O bordão adotado pelo apresentador do UFC Bruce Buffer na hora das lutas e utilizado como intertítulo logo acima cabe como uma luva para falar sobre o momento desse esporte e das marcas que começaram a investir nele.
A justificativa, inclusive, está na ponta da língua do manager de atletas, Bruno Mendonça: "isso se deve, sobretudo, ao perfil do público que consome este esporte. As marcas se interessaram em associar seu nome pela possibilidade de se relacionar com o consumidor do UFC, seja através de ações pontuais, ativações in loco, ou somente pela exposição que a competição gera. Se existe consumidor potencial acompanhando lutas de MMA, então, este esporte é uma ferramenta interessante".
Dentro dessa linha, as expectativas apontam para um crescente investimento nesta modalidade. De acordo com recente pesquisa da Deloitte, a taxa de crescimento de adeptos e fãs do esporte, que há alguns anos era praticamente desconhecido no Brasil, já o transformou no 8º esporte favorito entre os brasileiros. O resultado é a valorização em termos econômicos e a atração de consumidores e novos patrocínios.
E atualmente não faltam marcas buscando seu espaço nesse território. Há patrocínios de empresas de materiais esportivos, montadoras de automóveis, redes fast food, laboratórios de tecnologia e até de livraria. A Burger King, por exemplo, fez uma campanha com o Anderson Silva desmistificando o mito dos lutadores terem que ser sempre valentões e maus. A Ford aproveitou o mesmo atleta e a atriz Deborah Secco para propagandas da sua linha Fiesta RoCam.
Já no primeiro UFC Rio, realizado em agosto de 2011, a emissora RedeTV!, que transmitiu a luta, comercializou cotas com Gillette (P&G), Cachaça 51, Betboo e Integralmédica. Até tradicionais times de futebol estão investindo no universo do UFC, como o Corinthians e o Flamengo. Inclusive, o time paulista já lançou uma linha de produtos ligada à modalidade.
Para a professora Clarisse Setyon, coordenadora do curso Gestão do Entretenimento na pós-graduação da ESPM, "se o público-alvo de uma marca está assistindo MMA, a empresa tem que estar com ele. Porque não temos mais o consumidor sentado atrás da televisão esperando comerciais para tomar uma decisão de compras".

+-------+

§ **Exercício escrito 1**
Nos registros, começando na primeira linha e terminando na linha que contém "[[323, 406]]", inclusive, troque "utility pole" por "lamp post" e reescreva esse trecho sem mudar mais nada. Deixe as imagens fora da resposta.
O texto e os registros provêm de fontes distintas.

+-------+

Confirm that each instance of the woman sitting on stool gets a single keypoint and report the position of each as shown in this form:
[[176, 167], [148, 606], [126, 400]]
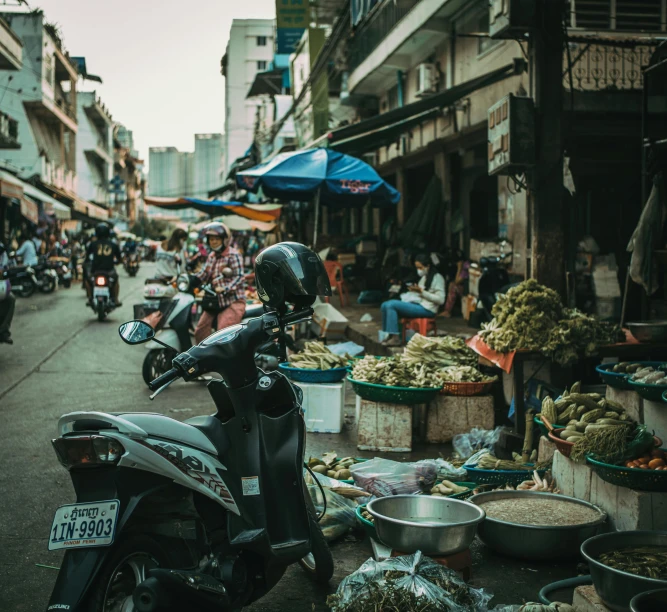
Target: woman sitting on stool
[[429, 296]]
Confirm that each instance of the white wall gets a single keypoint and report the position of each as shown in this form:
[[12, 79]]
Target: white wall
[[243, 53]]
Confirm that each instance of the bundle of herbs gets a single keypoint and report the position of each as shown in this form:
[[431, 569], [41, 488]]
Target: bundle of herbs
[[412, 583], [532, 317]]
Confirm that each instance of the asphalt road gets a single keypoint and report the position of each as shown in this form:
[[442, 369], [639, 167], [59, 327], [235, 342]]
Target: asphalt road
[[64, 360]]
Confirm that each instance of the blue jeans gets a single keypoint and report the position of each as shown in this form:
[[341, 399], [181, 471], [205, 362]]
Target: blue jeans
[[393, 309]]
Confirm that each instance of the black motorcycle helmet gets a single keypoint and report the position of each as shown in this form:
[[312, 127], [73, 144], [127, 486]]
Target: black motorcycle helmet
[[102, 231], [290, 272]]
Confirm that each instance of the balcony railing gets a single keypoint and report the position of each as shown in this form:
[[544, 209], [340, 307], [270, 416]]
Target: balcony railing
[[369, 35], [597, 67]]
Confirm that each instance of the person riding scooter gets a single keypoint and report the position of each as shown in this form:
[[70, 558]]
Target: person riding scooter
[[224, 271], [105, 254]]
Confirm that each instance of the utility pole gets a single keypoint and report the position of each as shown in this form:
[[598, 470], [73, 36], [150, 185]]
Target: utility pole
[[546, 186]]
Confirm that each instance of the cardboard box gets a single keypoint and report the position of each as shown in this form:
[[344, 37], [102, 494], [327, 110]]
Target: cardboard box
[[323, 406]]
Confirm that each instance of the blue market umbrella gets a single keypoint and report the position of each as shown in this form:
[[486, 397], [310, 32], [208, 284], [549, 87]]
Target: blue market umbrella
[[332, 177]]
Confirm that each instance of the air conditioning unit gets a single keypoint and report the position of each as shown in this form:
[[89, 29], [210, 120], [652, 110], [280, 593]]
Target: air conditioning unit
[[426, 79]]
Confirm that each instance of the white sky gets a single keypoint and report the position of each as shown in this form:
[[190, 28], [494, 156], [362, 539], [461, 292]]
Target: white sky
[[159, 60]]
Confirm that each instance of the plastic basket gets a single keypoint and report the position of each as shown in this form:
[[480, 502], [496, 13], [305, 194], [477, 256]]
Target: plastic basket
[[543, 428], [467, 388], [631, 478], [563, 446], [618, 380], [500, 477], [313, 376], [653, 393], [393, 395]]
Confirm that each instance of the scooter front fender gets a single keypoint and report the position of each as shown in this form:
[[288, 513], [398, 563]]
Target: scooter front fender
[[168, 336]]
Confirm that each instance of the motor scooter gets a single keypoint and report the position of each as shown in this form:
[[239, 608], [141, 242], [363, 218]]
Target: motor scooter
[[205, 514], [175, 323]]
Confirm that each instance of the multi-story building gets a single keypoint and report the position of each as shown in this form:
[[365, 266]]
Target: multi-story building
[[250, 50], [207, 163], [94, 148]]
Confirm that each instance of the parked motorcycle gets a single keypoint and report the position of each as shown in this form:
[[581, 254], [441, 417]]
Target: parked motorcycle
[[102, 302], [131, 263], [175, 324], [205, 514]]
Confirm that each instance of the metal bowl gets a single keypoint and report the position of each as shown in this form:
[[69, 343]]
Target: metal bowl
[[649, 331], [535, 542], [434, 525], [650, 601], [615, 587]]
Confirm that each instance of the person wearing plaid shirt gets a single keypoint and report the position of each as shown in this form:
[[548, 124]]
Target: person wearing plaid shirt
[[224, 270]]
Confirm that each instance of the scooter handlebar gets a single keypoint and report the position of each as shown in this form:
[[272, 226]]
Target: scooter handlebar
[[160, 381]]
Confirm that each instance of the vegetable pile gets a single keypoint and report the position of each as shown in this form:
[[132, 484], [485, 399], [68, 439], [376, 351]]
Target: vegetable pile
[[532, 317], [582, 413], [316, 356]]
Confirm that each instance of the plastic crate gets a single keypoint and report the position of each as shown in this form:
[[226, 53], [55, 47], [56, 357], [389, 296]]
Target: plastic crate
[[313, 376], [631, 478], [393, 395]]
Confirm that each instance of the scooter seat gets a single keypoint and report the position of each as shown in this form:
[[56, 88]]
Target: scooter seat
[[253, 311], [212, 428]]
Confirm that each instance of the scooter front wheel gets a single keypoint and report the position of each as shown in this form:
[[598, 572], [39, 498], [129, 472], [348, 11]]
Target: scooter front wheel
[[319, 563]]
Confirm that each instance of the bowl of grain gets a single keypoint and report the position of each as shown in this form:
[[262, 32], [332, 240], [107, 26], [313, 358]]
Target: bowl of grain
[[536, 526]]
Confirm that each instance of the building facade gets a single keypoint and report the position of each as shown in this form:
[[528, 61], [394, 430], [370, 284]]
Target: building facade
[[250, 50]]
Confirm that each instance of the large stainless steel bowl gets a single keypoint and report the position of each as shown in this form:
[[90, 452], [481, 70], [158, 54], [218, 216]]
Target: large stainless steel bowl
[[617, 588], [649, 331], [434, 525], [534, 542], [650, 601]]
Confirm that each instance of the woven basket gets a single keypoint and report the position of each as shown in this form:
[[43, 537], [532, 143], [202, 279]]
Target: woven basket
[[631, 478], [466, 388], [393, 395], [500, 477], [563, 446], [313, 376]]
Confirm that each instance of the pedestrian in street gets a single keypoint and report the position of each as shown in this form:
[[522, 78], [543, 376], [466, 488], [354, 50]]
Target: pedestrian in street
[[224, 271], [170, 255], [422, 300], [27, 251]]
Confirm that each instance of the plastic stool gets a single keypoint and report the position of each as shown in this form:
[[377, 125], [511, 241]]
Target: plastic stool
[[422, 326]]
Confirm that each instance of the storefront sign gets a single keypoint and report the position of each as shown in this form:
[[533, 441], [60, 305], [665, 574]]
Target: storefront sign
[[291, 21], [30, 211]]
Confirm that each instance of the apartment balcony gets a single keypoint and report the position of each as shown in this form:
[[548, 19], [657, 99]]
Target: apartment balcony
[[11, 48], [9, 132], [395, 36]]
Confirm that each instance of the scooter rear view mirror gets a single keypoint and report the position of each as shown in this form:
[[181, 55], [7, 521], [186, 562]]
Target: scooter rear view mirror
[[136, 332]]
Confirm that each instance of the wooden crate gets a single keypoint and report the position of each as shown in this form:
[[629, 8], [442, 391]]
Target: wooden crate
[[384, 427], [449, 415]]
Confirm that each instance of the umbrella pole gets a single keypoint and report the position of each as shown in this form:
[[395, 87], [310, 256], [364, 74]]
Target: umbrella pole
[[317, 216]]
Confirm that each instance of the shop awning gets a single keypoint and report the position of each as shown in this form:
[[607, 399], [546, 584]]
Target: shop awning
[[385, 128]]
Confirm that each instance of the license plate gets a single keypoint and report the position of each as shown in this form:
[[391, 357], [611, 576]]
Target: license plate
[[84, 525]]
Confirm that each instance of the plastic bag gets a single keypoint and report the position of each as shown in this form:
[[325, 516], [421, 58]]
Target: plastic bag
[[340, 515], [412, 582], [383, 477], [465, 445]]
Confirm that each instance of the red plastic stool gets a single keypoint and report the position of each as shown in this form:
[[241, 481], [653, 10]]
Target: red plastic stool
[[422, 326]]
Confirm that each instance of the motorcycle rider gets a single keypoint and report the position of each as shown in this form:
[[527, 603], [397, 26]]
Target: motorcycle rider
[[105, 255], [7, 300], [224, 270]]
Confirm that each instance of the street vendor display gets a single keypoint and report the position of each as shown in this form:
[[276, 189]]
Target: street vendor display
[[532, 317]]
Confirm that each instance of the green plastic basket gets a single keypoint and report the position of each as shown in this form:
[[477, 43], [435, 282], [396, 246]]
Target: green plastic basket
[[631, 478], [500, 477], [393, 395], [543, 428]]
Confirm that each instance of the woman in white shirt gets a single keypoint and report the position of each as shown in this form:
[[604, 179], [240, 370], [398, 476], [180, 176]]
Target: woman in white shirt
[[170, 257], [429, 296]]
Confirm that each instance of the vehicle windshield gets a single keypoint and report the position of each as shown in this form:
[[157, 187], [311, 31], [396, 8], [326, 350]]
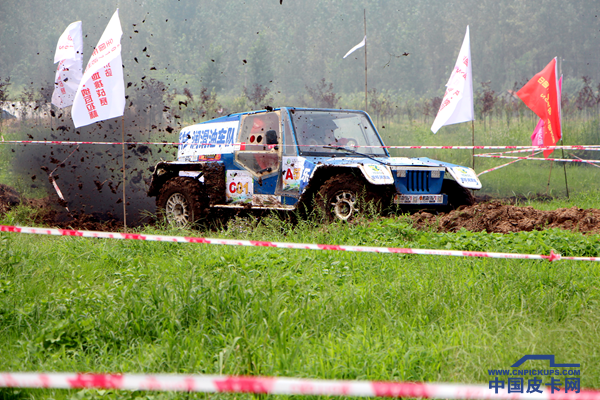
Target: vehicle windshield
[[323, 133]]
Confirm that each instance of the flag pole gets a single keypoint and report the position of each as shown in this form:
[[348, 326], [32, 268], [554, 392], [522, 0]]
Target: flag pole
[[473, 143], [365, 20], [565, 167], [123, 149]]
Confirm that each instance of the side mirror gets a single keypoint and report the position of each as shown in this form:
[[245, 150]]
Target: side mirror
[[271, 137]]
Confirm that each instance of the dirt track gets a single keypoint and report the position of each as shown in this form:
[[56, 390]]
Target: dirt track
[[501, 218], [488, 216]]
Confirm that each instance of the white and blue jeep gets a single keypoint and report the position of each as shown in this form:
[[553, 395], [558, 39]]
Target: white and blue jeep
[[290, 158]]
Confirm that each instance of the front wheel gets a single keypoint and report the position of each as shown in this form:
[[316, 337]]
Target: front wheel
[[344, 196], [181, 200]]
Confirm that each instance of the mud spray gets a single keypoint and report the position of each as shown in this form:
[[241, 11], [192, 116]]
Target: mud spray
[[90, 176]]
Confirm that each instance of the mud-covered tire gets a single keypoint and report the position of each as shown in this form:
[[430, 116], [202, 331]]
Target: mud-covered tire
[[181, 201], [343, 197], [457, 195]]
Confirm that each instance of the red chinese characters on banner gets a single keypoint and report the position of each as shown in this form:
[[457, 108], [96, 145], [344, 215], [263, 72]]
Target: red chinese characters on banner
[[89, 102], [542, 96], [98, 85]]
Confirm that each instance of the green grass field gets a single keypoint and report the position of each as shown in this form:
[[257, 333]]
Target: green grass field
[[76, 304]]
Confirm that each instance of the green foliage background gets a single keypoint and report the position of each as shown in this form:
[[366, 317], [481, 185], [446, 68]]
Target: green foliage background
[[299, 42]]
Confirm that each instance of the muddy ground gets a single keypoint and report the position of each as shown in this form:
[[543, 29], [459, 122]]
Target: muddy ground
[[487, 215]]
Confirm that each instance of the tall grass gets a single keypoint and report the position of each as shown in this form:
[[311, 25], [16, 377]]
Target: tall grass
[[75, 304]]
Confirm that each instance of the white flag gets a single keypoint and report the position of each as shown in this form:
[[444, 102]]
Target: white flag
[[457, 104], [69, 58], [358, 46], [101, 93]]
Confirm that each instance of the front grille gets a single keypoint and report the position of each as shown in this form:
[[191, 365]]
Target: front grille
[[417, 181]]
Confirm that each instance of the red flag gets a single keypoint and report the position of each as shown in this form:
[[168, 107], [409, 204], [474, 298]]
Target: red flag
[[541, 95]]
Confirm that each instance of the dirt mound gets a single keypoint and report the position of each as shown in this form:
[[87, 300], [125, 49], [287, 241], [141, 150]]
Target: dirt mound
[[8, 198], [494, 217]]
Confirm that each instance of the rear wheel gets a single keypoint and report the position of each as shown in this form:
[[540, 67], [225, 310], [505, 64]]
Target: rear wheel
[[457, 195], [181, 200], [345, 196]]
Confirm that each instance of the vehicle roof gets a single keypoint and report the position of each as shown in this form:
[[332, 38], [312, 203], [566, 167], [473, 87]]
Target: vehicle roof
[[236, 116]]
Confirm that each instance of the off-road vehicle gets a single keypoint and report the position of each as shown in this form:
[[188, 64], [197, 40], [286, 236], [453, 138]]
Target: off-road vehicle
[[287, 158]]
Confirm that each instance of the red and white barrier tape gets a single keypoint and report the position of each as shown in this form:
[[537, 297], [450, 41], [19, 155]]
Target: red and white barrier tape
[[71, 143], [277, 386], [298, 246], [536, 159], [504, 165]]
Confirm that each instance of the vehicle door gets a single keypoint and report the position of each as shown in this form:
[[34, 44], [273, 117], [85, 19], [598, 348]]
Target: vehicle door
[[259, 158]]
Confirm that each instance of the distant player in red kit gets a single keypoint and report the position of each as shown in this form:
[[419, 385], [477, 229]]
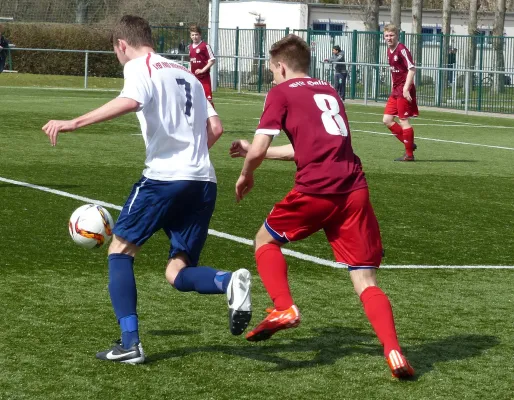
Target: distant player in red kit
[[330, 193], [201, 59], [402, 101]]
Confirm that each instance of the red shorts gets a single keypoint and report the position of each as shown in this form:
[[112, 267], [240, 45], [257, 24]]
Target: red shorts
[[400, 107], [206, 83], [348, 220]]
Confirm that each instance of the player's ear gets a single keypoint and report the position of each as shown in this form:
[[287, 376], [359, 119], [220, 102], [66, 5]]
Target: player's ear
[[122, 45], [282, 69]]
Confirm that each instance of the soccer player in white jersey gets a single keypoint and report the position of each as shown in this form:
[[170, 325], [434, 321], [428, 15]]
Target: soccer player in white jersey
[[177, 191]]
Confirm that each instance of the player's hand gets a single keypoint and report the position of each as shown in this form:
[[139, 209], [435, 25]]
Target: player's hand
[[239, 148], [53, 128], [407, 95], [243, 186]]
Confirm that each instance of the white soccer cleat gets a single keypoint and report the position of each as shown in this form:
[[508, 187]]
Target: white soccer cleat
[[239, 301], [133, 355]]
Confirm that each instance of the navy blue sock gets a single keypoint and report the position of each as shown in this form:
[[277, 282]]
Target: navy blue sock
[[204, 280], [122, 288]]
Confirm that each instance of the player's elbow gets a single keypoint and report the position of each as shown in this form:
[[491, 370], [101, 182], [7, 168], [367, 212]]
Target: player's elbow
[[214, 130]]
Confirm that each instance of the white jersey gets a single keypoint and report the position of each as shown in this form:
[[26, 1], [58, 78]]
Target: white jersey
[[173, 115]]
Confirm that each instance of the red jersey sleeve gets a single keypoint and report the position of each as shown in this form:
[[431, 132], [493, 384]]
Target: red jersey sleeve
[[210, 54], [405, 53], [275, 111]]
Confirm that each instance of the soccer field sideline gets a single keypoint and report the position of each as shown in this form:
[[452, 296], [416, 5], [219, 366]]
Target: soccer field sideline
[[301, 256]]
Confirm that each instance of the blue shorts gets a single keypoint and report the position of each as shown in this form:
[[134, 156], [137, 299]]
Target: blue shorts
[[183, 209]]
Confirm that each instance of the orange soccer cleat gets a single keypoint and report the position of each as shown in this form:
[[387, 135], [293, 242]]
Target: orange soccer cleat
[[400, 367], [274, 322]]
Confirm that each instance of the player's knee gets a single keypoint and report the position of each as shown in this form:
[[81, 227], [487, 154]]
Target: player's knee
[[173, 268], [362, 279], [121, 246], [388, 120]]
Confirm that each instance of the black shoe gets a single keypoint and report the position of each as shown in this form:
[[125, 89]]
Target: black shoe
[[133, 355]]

+-------+

§ **Exercício escrito 2**
Dê sequência ao texto sobre o investimento das marcas no UFC a partir do ponto em que ele termina.

§ **Resposta escrita 1**
Confirm that each instance of the woman sitting on stool gets a single keypoint and report the position of each as shown in this form:
[[176, 167], [148, 606], [126, 400]]
Target: woman sitting on stool
[[429, 296]]
Confirm that each instance of the white wall gets a single keypoint and report the position of each as shown in this form:
[[12, 79]]
Target: white wall
[[243, 53]]
Confirm that each instance of the bundle of herbs gets a single keypoint and report the position of each as shown in this form:
[[431, 569], [41, 488]]
Target: bundle of herbs
[[412, 583], [532, 317]]
Confirm that each instance of the asphalt road gets a single keypoint and report the position of each as shown in this form:
[[442, 369], [639, 167], [59, 327], [235, 342]]
Target: asphalt road
[[64, 360]]
Confirm that each instance of the blue jeans gets a single keypoint and report the position of each as shown in this form:
[[341, 399], [181, 471], [205, 362]]
Target: blue jeans
[[393, 309]]
Confirm that each instance of the black motorcycle helmet gets a single keypoint and report the position of each as shown in this form:
[[312, 127], [73, 144], [127, 486]]
Target: black motorcycle helmet
[[102, 231], [290, 272]]
Confirm that each instance of the balcony railing gets a single keypoint and report the position of each as shown in this form:
[[544, 209], [340, 307], [270, 416]]
Target: balcony railing
[[369, 35], [597, 67]]
Confirm that each instance of the person riding scooter gets a single keypoint and report the position of each as shown in this form:
[[70, 558]]
Target: person riding scooter
[[224, 271], [105, 254]]
Confirm that each instance of the lamp post gets a single keypoint and report the position of each as shown in this form:
[[598, 470], [73, 36], [150, 185]]
Target: lamp post
[[546, 186]]
Confirm that each instance of the cardboard box gets a single keypoint and report the position of each as shown in this form:
[[344, 37], [102, 494], [327, 110]]
Target: cardboard box
[[323, 406]]

§ **Resposta escrita 2**
Clarisse fala que a visibilidade do esporte desperta o interesse até em públicos indesejáveis. "Outro dia estive em uma loja de suplementos alimentares e eles estavam vendendo uma coleção enorme de camisetas dessas que os lutadores se apresentam na entrada do ringue. E hoje, o maior problema da loja é o roubo dessas camisetas. Os ladrões não querem mais os suplementos nutricionais e sim as camisas do MMA", relata a professora.
Da reformulação ao sucesso no Brasil
Muita gente não sabe, mas as competições do UFC nasceram por brasileiros em 1993. A família Grace, especialista no jiu-jitsu, foi a responsável pela organização das primeiras competições, justamente para provar a eficiência de seu estilo de luta. Por sinal, através do lutador brasileiro Royce Gracie, foram conquistados três das quatro primeiras edições do evento.
No entanto, o nível de rejeição pela modalidade foi muito alto pelos não praticantes de artes marciais. Como não havia regras, juiz, diferenciação de categorias ou limite de tempo, a competição ficou marcada pelo excesso de violência e brutalidade. Só depois da sua reformulação - ocorrida ao longo das edições - que a competição passou a ganhar simpatizantes.
"O esporte de fato evoluiu do antigo vale-tudo no início da década de 90. Houve um trabalho importante dos organizadores e dos atletas nos últimos 10 anos para aproximar a prática de algo mais relacionado ao esporte e menos à luta livre, ou luta de rua. A definição de regras para amenizar essa característica mais selvagem do MMA, como uso de luvas e atuação mais incisiva do árbitro para evitar o desfalecimento do lutador, contribuíram para melhorar a imagem do esporte e alcançar mais adeptos", destaca Fernando Trevisan, professor de marketing esportivo e diretor geral da Trevisan Escola de Negócios.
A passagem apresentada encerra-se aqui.